■ Set problem 1:
Write out the court judgment excerpt below word for word.

■ Text provided:
☆ ☆ ☆ ☆ ☆ ☆ ☆
Smt. Shabnam & Others vs State Of U.P. & Another on 14 May, 2014

Author: Kalimullah Khan

Bench: Kalimullah Khan





HIGH COURT OF JUDICATURE AT ALLAHABAD
 
 

?A.F.R.
 
Court No. - 46
 

 
Case :- CRIMINAL REVISION No. - 2090 of 2006
 

 
Revisionist :- Smt. Shabnam & Others
 
Opposite Party :- State Of U.P. & Another
 
Counsel for Revisionist :- Aijaz Ahmad Khan
 
Counsel for Opposite Party :- Govt. Advocate,A. Daga
 

 
Hon'ble Kalimullah Khan,J.
 

The matter is taken up in the revised list. But none turned up for the revisionists. Similarly none turned up for the opposite party no.-2 Parvez @ Guddu.

Heard Sri Arudendra Kumar Singh, learned A.G.A. and perused the material available before the Court including the impugned judgment and order dated 24.2.2006 passed by learned Judge, Family Court, Meerut in case no. 447 of 2005 (Smt. Shabnam and three others vs. Parvez @ Guddu).

This criminal revision has been directed under Section 397/401 Cr.P.C. challenging the impugned judgment and order dated 24.2.2006 on the ground that it suffers from illegality, incorrectness and impropriety.

In nutshell, the case of the revisionists is that Smt. Shabnam revisionist no.-1 was married with opposite party no.-2 Parvez @ Guddu six years back since the date of filing the application under Section 125 Cr.P.C. Out of this wedlock, Km. Nazra and Master Aasif revisionist nos.- 2 and 3 respectively were born and Sameer revisionist no.- 4 was in the womb of the mother at the time of filing the said application under Section 125 Cr.P.C.
☆ ☆ ☆ ☆ ☆ ☆ ☆
■ Listing:
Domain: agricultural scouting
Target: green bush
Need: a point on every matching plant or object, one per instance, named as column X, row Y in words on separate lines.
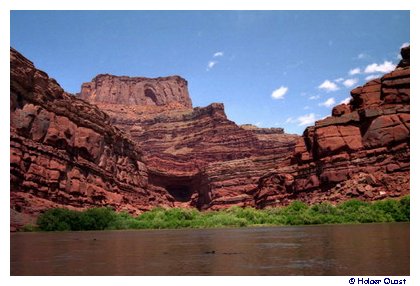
column 297, row 213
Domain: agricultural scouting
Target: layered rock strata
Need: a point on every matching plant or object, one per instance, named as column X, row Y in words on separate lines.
column 361, row 151
column 136, row 143
column 193, row 153
column 65, row 153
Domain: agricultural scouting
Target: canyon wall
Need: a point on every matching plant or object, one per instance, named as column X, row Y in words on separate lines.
column 361, row 151
column 134, row 143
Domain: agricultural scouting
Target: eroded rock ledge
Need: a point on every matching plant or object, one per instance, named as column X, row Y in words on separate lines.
column 134, row 143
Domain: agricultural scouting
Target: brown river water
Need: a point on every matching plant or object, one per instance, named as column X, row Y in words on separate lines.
column 365, row 249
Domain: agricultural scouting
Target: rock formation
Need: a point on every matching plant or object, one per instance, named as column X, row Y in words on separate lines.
column 134, row 143
column 361, row 151
column 65, row 153
column 163, row 91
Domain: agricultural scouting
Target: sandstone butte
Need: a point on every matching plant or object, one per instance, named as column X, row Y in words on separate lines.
column 133, row 143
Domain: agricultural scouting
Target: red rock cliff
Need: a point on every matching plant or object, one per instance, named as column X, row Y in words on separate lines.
column 139, row 144
column 65, row 153
column 361, row 151
column 162, row 91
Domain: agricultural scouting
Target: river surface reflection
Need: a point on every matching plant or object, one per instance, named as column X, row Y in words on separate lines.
column 366, row 249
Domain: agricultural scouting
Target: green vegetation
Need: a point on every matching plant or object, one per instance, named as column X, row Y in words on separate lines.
column 297, row 213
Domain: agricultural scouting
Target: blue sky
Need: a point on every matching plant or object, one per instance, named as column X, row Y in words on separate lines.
column 270, row 68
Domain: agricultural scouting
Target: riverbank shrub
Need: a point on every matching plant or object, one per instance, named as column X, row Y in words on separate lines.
column 297, row 213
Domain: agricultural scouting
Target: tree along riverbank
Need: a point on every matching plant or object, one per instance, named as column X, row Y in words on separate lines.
column 297, row 213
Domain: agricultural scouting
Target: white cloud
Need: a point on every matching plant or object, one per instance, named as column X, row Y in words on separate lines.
column 289, row 120
column 346, row 100
column 306, row 119
column 372, row 76
column 387, row 66
column 313, row 97
column 404, row 45
column 350, row 82
column 328, row 103
column 211, row 64
column 362, row 56
column 354, row 71
column 279, row 93
column 328, row 86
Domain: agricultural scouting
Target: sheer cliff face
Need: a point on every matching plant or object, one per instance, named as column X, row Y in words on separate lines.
column 64, row 152
column 136, row 143
column 198, row 155
column 164, row 91
column 361, row 151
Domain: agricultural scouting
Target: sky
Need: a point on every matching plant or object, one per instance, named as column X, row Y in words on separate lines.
column 269, row 68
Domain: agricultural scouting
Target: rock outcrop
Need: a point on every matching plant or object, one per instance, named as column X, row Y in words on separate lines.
column 65, row 153
column 163, row 91
column 198, row 155
column 362, row 150
column 134, row 143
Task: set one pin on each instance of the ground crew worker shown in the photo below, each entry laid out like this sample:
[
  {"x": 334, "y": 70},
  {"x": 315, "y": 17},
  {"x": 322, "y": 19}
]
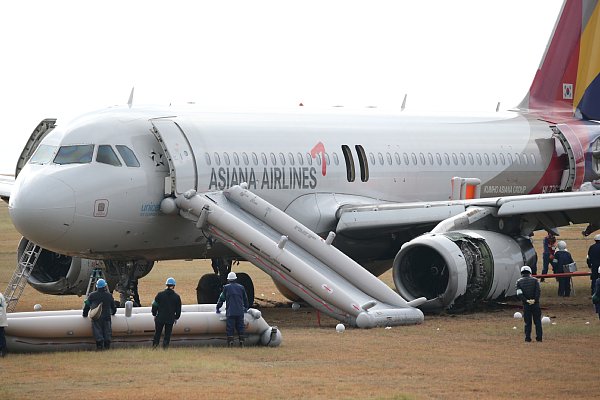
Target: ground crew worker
[
  {"x": 562, "y": 258},
  {"x": 528, "y": 291},
  {"x": 547, "y": 256},
  {"x": 236, "y": 299},
  {"x": 101, "y": 327},
  {"x": 3, "y": 324},
  {"x": 166, "y": 309},
  {"x": 593, "y": 261}
]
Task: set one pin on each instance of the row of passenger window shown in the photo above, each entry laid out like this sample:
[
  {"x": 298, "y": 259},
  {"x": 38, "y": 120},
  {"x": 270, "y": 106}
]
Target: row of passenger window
[
  {"x": 440, "y": 159},
  {"x": 83, "y": 154},
  {"x": 272, "y": 159},
  {"x": 453, "y": 159}
]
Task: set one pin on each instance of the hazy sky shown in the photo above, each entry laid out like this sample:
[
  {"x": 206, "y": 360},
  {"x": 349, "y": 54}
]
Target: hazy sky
[{"x": 64, "y": 58}]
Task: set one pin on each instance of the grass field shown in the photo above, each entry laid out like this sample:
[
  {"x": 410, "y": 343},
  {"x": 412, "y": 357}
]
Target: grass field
[{"x": 474, "y": 356}]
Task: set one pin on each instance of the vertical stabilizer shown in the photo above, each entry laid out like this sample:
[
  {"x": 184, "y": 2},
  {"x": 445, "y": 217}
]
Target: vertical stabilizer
[{"x": 567, "y": 81}]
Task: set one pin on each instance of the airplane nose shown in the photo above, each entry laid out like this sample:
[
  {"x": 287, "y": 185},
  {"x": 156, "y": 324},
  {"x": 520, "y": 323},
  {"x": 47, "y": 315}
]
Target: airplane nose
[{"x": 42, "y": 208}]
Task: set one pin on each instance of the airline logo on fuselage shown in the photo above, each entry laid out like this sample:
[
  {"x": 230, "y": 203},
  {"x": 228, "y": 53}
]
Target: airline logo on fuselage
[{"x": 270, "y": 177}]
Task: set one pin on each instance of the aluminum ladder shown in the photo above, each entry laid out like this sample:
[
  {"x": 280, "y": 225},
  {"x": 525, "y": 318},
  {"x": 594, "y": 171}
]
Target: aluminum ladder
[{"x": 17, "y": 283}]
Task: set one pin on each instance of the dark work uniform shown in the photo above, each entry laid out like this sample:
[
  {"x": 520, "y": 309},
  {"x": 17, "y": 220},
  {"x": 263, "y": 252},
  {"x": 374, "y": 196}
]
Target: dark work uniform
[
  {"x": 166, "y": 309},
  {"x": 235, "y": 296},
  {"x": 102, "y": 327},
  {"x": 562, "y": 258},
  {"x": 594, "y": 262},
  {"x": 528, "y": 288}
]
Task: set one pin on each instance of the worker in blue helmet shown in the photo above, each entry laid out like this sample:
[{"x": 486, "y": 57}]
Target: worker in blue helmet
[
  {"x": 234, "y": 295},
  {"x": 103, "y": 305},
  {"x": 166, "y": 309}
]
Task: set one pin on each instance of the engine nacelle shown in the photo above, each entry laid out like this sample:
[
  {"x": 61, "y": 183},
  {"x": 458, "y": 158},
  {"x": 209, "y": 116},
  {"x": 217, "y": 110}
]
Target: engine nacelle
[
  {"x": 460, "y": 268},
  {"x": 58, "y": 274}
]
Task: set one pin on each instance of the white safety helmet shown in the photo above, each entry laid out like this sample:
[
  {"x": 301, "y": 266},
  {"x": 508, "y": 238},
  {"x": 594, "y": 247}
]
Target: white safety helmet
[{"x": 525, "y": 270}]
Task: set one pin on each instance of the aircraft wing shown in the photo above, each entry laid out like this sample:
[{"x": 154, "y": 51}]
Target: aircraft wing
[
  {"x": 534, "y": 212},
  {"x": 6, "y": 183}
]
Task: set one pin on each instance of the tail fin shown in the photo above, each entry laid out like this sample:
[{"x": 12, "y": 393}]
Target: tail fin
[{"x": 567, "y": 81}]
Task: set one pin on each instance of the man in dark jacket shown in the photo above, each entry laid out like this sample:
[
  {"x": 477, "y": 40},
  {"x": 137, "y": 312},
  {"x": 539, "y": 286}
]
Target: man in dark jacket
[
  {"x": 101, "y": 327},
  {"x": 235, "y": 296},
  {"x": 528, "y": 291},
  {"x": 594, "y": 261},
  {"x": 166, "y": 309}
]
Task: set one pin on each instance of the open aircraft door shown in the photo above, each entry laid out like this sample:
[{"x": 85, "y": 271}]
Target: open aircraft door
[{"x": 180, "y": 156}]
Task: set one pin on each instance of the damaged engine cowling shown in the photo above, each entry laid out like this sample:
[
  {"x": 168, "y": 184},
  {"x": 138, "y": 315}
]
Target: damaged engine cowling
[
  {"x": 65, "y": 275},
  {"x": 459, "y": 268}
]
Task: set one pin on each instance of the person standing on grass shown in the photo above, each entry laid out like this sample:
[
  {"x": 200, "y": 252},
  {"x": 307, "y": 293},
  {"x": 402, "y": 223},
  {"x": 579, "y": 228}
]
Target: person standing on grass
[
  {"x": 528, "y": 291},
  {"x": 3, "y": 324},
  {"x": 101, "y": 327},
  {"x": 596, "y": 296},
  {"x": 166, "y": 309},
  {"x": 562, "y": 258},
  {"x": 235, "y": 296},
  {"x": 593, "y": 261},
  {"x": 548, "y": 254}
]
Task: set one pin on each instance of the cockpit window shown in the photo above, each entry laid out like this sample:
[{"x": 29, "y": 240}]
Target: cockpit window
[
  {"x": 106, "y": 155},
  {"x": 43, "y": 154},
  {"x": 128, "y": 156},
  {"x": 77, "y": 154}
]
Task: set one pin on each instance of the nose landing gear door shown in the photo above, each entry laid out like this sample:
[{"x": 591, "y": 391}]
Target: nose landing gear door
[{"x": 180, "y": 156}]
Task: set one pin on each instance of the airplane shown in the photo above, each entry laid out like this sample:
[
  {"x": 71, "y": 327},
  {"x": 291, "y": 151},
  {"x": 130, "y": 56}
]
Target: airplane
[{"x": 447, "y": 202}]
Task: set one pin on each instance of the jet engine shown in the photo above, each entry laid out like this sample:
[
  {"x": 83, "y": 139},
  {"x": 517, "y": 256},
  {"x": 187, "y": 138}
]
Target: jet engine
[
  {"x": 59, "y": 274},
  {"x": 457, "y": 269}
]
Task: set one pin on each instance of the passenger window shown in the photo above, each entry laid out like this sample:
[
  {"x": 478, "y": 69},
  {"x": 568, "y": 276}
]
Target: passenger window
[
  {"x": 129, "y": 156},
  {"x": 372, "y": 158},
  {"x": 336, "y": 160},
  {"x": 106, "y": 155},
  {"x": 77, "y": 154},
  {"x": 43, "y": 154}
]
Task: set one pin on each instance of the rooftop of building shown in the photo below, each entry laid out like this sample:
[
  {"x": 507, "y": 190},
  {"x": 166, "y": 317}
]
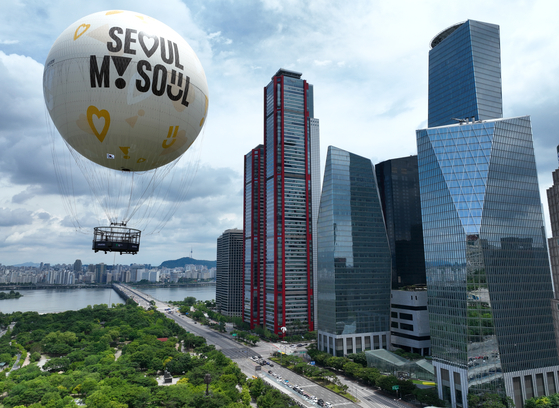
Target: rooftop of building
[
  {"x": 467, "y": 121},
  {"x": 440, "y": 37}
]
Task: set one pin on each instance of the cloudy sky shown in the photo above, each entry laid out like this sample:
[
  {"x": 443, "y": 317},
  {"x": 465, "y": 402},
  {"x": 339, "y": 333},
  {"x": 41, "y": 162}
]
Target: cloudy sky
[{"x": 366, "y": 59}]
☆ ☆ ☆ ☆ ☆ ☆ ☆
■ Set problem 2:
Pull out the rows above, from the first row up to and including the line with "column 162, row 91", copying each line verbatim. Leave the pictures out.

■ Finished answer 1:
Smt. Shabnam & Others vs State Of U.P. & Another on 14 May, 2014

Author: Kalimullah Khan

Bench: Kalimullah Khan





HIGH COURT OF JUDICATURE AT ALLAHABAD
 
 

?A.F.R.
 
Court No. - 46
 

 
Case :- CRIMINAL REVISION No. - 2090 of 2006
 

 
Revisionist :- Smt. Shabnam & Others
 
Opposite Party :- State Of U.P. & Another
 
Counsel for Revisionist :- Aijaz Ahmad Khan
 
Counsel for Opposite Party :- Govt. Advocate,A. Daga
 

 
Hon'ble Kalimullah Khan,J.
 

The matter is taken up in the revised list. But none turned up for the revisionists. Similarly none turned up for the opposite party no.-2 Parvez @ Guddu.

Heard Sri Arudendra Kumar Singh, learned A.G.A. and perused the material available before the Court including the impugned judgment and order dated 24.2.2006 passed by learned Judge, Family Court, Meerut in case no. 447 of 2005 (Smt. Shabnam and three others vs. Parvez @ Guddu).

This criminal revision has been directed under Section 397/401 Cr.P.C. challenging the impugned judgment and order dated 24.2.2006 on the ground that it suffers from illegality, incorrectness and impropriety.

In nutshell, the case of the revisionists is that Smt. Shabnam revisionist no.-1 was married with opposite party no.-2 Parvez @ Guddu six years back since the date of filing the application under Section 125 Cr.P.C. Out of this wedlock, Km. Nazra and Master Aasif revisionist nos.- 2 and 3 respectively were born and Sameer revisionist no.- 4 was in the womb of the mother at the time of filing the said application under Section 125 Cr.P.C.

■ Finished answer 2:
Domain: agricultural scouting
Target: green bush
Need: a point on every matching plant or object, one per instance, named as column X, row Y in words on separate lines.
column 297, row 213
Domain: agricultural scouting
Target: layered rock strata
Need: a point on every matching plant or object, one per instance, named as column X, row Y in words on separate lines.
column 361, row 151
column 136, row 143
column 193, row 153
column 65, row 153
Domain: agricultural scouting
Target: canyon wall
Need: a point on every matching plant or object, one per instance, named as column X, row Y in words on separate lines.
column 361, row 151
column 134, row 143
Domain: agricultural scouting
Target: eroded rock ledge
Need: a point on every matching plant or object, one per instance, named as column X, row Y in words on separate lines.
column 134, row 143
Domain: agricultural scouting
Target: brown river water
Need: a point on every matching plant or object, one per instance, named as column X, row Y in words on separate lines.
column 365, row 249
Domain: agricultural scouting
Target: rock formation
Need: a point on every matching plant or object, one per instance, named as column X, row Y in words on separate lines.
column 134, row 143
column 361, row 151
column 65, row 153
column 163, row 91
Domain: agricultural scouting
Target: sandstone butte
Need: a point on every matching plant or object, one per instance, named as column X, row Y in words on separate lines.
column 133, row 143
Domain: agricultural scouting
Target: red rock cliff
Need: a point on every matching plant or object, one per instance, named as column X, row Y in words on separate lines.
column 139, row 144
column 65, row 153
column 361, row 151
column 162, row 91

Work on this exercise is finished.